### Given task
Please convert this listing into a Markdown table with the columns Number and Listing line, giving one row to each line of the whole listing and skipping blank lines. Leave the pictures out of the table.

Items stored from a collection
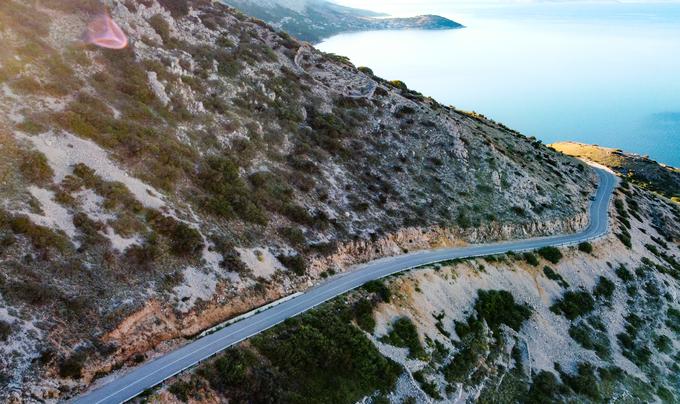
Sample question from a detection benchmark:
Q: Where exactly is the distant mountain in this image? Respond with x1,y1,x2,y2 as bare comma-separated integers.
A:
222,0,463,43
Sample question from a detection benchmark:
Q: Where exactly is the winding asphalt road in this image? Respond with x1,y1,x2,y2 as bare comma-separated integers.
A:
74,168,616,404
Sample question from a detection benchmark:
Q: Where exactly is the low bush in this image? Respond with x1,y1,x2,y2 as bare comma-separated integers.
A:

### Answer to this task
| Number | Listing line |
|---|---|
| 1 | Sample question from a detection benchmark: |
| 2 | Q: Where exactly is the distant mountain in this image? Respond with x1,y1,x2,y2 as bare comma-separated integers. |
| 3 | A: |
| 4 | 222,0,463,43 |
| 5 | Sample question from a detection benchmark: |
| 6 | Q: Where exactly is the winding asphalt road in this image? Respond with x1,y1,x2,y2 as bare comma-separated integers. |
| 7 | A: |
| 8 | 74,168,616,404 |
| 9 | Sample question from a detection benchmark: |
| 10 | Q: Where exactly is the low bush in this image? Respond with x1,y1,x2,y2 as bare comma-separated integers. |
| 11 | A: |